[Kutipan]
▬▬▬▬▬▬
Teror Bom di Sri Lanka Mirip Pengebom Hotel JW Marriot dan Ritz-Carlton Jakarta 10 Tahun Lalu
Mirip dengan tragedi bom di JW Marriot, salah satu pengebom bunuh diri di Sri Lanka sempat check-in ke hotel bintang lima dan mengantre untuk sarapan.
Editor:
Dewi Agustina
Total ada delapan ledakan dalam teror bom di Sri Lanka, diawali enam ledakan di tiga gereja dan tiga hotel, kemudian dua ledakan di hotel dekat kebun binatang dan sebuah rumah.
Lolos dari Maut
Sementara Kieran Arasaratnam lolos dari maut.

Andai saja dia tidak kembali ke kamarnya, Arasaratnam bakal menjadi salah satu korban tewas ledakan bom yang terjadi di Sri Lanka Minggu.
Arasaratnam, seorang profesor di Imperial College London Business School, tengah menginap di Hotel Shangri-La yang menjadi salah satu lokasi serangan.
▬▬▬▬▬▬
Bagian dari berkas data:
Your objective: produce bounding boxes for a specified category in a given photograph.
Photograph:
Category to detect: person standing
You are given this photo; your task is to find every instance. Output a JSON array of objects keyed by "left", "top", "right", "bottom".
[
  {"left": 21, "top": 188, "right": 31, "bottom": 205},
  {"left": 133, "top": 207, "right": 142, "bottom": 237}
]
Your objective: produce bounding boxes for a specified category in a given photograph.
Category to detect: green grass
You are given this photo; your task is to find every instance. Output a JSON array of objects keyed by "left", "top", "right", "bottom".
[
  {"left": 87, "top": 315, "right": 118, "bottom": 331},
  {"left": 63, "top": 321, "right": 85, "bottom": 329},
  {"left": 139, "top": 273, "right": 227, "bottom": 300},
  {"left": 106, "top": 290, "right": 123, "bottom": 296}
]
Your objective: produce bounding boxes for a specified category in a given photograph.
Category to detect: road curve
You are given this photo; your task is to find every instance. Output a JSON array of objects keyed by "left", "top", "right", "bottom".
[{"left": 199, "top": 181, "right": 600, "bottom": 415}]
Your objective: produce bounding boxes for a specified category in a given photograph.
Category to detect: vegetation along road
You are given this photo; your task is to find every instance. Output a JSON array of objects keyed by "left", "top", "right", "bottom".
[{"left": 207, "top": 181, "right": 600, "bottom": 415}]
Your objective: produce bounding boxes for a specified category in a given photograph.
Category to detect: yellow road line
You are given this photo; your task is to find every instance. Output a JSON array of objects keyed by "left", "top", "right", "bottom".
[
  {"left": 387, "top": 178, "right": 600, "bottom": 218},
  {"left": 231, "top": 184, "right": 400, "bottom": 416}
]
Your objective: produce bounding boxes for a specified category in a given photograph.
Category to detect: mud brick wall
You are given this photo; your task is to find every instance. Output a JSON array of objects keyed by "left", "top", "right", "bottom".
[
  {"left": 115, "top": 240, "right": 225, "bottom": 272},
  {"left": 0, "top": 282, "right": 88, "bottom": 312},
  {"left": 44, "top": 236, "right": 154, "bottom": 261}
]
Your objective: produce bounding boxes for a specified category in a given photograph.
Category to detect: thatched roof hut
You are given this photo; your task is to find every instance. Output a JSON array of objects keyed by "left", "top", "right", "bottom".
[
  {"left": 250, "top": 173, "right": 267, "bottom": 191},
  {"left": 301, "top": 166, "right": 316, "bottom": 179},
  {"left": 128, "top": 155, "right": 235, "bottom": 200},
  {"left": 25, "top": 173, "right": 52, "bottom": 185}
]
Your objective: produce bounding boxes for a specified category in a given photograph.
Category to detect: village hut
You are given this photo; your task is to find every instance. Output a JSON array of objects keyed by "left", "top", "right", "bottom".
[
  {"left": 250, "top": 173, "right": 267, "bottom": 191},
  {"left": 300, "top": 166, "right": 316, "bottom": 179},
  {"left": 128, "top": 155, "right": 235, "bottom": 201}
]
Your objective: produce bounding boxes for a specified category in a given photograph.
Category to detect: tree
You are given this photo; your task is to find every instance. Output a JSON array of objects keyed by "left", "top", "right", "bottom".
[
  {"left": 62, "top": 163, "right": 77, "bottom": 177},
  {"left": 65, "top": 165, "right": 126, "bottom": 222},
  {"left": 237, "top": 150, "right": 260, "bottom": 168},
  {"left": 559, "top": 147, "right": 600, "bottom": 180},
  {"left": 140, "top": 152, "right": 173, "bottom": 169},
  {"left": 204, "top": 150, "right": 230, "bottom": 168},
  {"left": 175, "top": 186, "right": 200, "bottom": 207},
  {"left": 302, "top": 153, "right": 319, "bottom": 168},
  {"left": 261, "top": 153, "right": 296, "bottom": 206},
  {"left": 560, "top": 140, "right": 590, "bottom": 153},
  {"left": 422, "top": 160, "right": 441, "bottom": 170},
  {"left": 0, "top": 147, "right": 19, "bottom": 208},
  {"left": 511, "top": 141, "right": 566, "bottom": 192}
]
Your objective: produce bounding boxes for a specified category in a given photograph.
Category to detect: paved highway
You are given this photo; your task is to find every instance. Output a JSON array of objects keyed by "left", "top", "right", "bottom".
▬▬▬▬▬▬
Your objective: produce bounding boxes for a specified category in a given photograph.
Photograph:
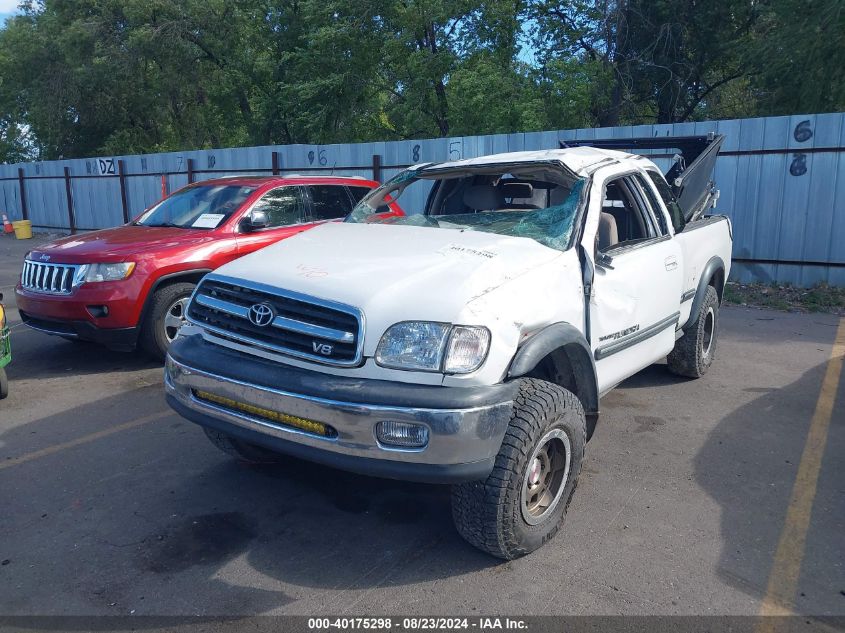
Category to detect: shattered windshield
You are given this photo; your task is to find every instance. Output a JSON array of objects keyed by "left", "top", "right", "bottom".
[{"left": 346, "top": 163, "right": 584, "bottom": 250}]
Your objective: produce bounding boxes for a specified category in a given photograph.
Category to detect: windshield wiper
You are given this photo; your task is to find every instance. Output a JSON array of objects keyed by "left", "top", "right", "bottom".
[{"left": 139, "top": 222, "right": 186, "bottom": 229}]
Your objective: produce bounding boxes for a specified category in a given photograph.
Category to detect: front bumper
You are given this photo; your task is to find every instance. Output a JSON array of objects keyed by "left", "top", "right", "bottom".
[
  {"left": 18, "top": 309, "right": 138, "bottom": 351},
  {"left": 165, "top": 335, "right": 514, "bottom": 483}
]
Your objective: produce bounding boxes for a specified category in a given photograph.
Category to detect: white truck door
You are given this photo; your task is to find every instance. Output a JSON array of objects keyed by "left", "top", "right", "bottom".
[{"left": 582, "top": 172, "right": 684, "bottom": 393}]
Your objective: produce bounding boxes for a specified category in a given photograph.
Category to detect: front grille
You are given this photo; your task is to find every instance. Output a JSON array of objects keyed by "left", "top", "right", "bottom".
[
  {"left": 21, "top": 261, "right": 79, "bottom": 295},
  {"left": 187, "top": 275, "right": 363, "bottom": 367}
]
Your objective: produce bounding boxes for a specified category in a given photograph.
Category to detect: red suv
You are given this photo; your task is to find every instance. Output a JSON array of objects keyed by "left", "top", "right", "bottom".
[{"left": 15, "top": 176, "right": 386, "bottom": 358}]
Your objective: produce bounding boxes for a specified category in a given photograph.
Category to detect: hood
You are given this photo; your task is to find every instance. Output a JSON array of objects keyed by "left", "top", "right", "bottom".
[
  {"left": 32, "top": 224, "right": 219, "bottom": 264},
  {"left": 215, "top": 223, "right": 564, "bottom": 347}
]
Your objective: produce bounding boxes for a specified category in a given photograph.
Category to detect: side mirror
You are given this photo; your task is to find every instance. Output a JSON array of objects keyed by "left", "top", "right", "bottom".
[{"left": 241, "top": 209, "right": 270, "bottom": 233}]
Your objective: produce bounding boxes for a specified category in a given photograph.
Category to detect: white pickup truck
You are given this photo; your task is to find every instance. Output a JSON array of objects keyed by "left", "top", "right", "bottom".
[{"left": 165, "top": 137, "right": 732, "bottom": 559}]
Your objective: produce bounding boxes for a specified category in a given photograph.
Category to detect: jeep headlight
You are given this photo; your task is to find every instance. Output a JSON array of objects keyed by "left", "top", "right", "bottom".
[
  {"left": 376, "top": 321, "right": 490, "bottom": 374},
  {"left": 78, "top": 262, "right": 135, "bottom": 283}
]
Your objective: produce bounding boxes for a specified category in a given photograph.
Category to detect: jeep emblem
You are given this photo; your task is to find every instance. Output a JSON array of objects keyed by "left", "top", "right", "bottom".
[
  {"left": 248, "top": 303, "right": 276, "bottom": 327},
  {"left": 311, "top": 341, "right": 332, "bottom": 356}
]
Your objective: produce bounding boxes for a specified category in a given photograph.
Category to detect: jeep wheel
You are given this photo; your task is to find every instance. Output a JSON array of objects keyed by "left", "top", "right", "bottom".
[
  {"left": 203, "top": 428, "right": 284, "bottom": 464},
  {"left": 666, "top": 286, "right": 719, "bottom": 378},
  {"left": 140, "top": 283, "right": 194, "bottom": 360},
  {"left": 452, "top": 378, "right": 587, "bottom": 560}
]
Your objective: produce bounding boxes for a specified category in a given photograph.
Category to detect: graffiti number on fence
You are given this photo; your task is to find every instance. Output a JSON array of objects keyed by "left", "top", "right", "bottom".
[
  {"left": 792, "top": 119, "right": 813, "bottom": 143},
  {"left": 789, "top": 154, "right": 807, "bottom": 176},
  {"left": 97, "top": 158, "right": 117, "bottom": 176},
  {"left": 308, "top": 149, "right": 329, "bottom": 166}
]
▬▬▬▬▬▬
[Tugas yang Dikerjakan]
[1] Jawablah pertanyaan berikut berdasarkan kutipan berita tentang teror bom di Sri Lanka:
(a) Berapa total ledakan yang terjadi dalam teror bom itu?
(b) Di hotel mana Kieran Arasaratnam menginap?
(c) Di institusi mana Arasaratnam menjadi profesor?
[2] Hotel apa saja yang disebut namanya dalam kutipan berita tentang teror bom di Sri Lanka?
[3] Tuliskan lanjutan kutipan berita tentang teror bom di Sri Lanka, mulai setelah kalimat terakhirnya.

[Jawaban Tertulis]
[1]
(a) Delapan ledakan.
(b) Hotel Shangri-La.
(c) Imperial College London Business School.

[2] JW Marriot, Ritz-Carlton, Shangri-La

[3]
Kepada BBC dan Daily Mirror, Arasaratnam mengungkapkan dia kembali ke Sri Lanka sejak terakhir kali dia bertolak ke Inggris dengan status pengungsi 30 tahun silam.
Dia kembali demi membantu peluncuran sebuah lembaga sosial setempat.
Arasaratnam mengaku dia tengah berada di kamar ketika mendengar suara seperti "guntur".
Arasaratnam mengatakan dia bakal terkena ledakan jika saja memutuskan menunda sarapan dan kembali ke kamar karena ada barangnya yang saat itu tertinggal.

Profesor berusia 41 tahun itu awalnya meninggalkan kamar sekitar pukul 08.45 dan turun untuk sarapan.
"Namun, sesuatu mengganjal di pikiran saya," ucapnya.
Ternyata, dia lupa mengambil kartu debitnya. Jadi, dia kembali ke kamar untuk mengambil dompetnya, membuka gorden, dan membalikkan tanda "Jangan Diganggu".
Saat itulah dia mendengar suara ledakan yang keras.
Arasaratnam bergegas turun ke bawah melalui tangga darurat ketika mencium "bau darah di mana-mana".
"Segalanya sangat kacau. Semua orang berada dalam mode panik. Saya melihat ke kamar yang berada di sebelah kanan dan melihat ada darah di segala tempat," ungkapnya.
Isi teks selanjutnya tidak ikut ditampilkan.